Given problem
An exact copy of the records is required, minus the pictures they hold.

Records from a data source:
[start]
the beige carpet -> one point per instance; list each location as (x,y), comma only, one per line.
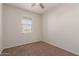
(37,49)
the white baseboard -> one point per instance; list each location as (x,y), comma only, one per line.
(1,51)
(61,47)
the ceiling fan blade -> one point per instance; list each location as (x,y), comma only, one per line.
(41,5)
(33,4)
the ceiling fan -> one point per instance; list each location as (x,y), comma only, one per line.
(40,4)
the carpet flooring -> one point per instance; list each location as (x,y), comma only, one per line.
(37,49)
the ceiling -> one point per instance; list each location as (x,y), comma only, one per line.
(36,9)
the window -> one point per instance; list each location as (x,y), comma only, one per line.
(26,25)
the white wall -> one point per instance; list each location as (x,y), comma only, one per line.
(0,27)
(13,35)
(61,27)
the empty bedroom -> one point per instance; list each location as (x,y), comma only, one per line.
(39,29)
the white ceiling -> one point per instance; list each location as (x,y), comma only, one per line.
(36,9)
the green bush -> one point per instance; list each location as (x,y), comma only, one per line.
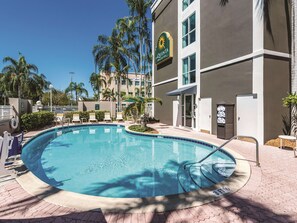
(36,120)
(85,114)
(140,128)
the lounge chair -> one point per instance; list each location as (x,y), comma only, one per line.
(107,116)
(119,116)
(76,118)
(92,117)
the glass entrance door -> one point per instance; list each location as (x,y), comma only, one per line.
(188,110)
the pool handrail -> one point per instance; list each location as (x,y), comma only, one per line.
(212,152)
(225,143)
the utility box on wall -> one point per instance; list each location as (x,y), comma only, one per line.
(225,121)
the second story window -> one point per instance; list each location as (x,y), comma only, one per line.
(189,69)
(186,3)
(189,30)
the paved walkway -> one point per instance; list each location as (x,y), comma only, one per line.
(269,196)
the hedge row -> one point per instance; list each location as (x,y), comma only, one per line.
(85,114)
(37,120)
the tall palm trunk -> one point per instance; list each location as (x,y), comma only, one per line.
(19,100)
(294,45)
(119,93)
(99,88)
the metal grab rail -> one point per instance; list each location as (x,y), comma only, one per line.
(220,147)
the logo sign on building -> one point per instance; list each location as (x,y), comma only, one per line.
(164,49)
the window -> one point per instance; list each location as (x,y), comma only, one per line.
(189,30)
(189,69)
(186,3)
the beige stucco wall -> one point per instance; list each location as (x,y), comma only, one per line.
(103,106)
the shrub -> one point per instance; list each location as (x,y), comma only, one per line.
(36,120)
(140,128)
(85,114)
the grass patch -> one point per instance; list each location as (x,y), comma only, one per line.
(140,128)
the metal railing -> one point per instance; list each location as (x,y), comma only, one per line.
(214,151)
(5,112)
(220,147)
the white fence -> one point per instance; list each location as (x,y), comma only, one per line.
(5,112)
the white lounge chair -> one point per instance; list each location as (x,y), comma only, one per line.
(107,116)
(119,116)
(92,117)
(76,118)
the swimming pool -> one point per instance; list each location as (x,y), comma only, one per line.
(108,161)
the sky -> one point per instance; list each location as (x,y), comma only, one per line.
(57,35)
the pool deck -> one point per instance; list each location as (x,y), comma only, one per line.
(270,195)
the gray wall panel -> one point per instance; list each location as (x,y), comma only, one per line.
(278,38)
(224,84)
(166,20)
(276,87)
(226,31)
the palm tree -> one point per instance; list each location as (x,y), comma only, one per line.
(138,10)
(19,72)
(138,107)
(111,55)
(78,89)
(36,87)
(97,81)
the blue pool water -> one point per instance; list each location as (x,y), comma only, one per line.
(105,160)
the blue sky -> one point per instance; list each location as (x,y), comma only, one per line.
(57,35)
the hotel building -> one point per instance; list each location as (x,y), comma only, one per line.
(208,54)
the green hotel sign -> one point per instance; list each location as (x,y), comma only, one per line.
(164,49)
[end]
Output for this exercise
the beige carpet -> one point per instance; list each location as (x,y), comma only, one per line.
(37,49)
the white baseboard -> one point per instance; list each location as (x,y), comma only, one per line.
(1,51)
(61,47)
the ceiling fan blade -> one point per instance; list each location as (x,y), comma only, one per line.
(41,5)
(33,4)
the ceiling fan -> one point per instance; list each location as (x,y), comma only, one per line.
(40,4)
the carpet flooring -> one point per instance; list each location as (x,y), comma only, one per line.
(37,49)
the ceiling -> one point per instance; list each location as (x,y), comma only, one per line.
(36,9)
the window -> one point per instance; list each location as (x,y), comma only, one per line.
(26,25)
the white wall -> one point per instance; list each location as (x,y), comma only, one per line.
(0,27)
(13,35)
(61,27)
the empty bedroom -> one point per instance; list each location as (x,y), comma only, one per line.
(39,29)
the white ceiling -> one point per instance; list each location as (x,y), comma only, one per line.
(36,9)
the green bush -> one point per instance; list each location as (x,y), comma only, one per line.
(36,120)
(85,114)
(140,128)
the lounge chair -> one point per instance; list each location as (x,y), comma only, one per line.
(107,116)
(119,116)
(76,118)
(92,117)
the glass entrance door -> one point per instance; list each location as (x,y), comma only, one per line.
(188,110)
the pool handrail -> one point per instance; list each location as (x,y), comma only, one per line.
(212,152)
(225,143)
the utility box on wall -> one point per instance; list each location as (x,y), comma only, one per line.
(225,121)
the second story window -> one point per instance; list each location as (x,y), comma only, one per line.
(189,69)
(186,3)
(189,30)
the paved walkway -> one point per instance; list each location as (x,y), comma only, one per line.
(269,196)
the hedge row -> one point per instance; list each location as (x,y), comma only, one per line.
(85,114)
(37,120)
the tall palm trunk -> one point per instance; list each location as (x,y), comma only, one per line.
(19,100)
(294,45)
(119,93)
(99,88)
the metal grab rail -> one point per instance; list each location as (x,y), comma only, one per line.
(220,147)
the logo sign on building -> one point per instance; list each location as (x,y), comma only, one per line.
(164,49)
the window -> one point per instance; list each location as (x,y), comma only, one per line.
(189,30)
(189,69)
(186,3)
the beige stucco wall -> one point per instance; list each location as (x,y), comma only, one per line.
(103,106)
the shrub -> one point per instance; list each location as (x,y), comma only, one per line.
(36,120)
(140,128)
(85,114)
the grass patch -> one point per instance; list each location as (x,y), comma only, one per line.
(140,128)
the metal railing -> one point per instance; list each location as (x,y), comma only, one per line.
(214,151)
(5,112)
(220,147)
the white fence -> one point per instance; list each location as (x,y), comma only, one per line.
(5,112)
the white lounge chair -> one point per instance; list each location as (x,y), comma only, one per line.
(107,116)
(119,116)
(92,117)
(76,118)
the swimming pool -> one point per instance; list each location as (x,y), comma only, one per line.
(108,161)
the sky -> one point per instance; list each location as (x,y), comma only, one per line.
(57,35)
the pool deck -> one point per instance; list each location as (x,y), comma only, one per line.
(270,195)
the gray wall panel -> one point per instance; list each location as (x,y), comma only, one per line.
(278,38)
(224,84)
(166,20)
(276,87)
(226,31)
the palm tree -> one point per instance; list each location as (x,y), comma only, one per line.
(138,10)
(19,72)
(138,107)
(111,55)
(78,89)
(36,87)
(97,81)
the blue pool water -> one point per instance; list each location as (x,y), comma only, one per line.
(105,160)
the blue sky -> one point per instance; list each location as (x,y), comma only, one per line.
(57,35)
the hotel building -> one point per instance; list each location as (x,y), comma only, one per line.
(208,54)
the green hotel sign -> one point per instance; list each location as (x,y), comma only, one per line.
(164,49)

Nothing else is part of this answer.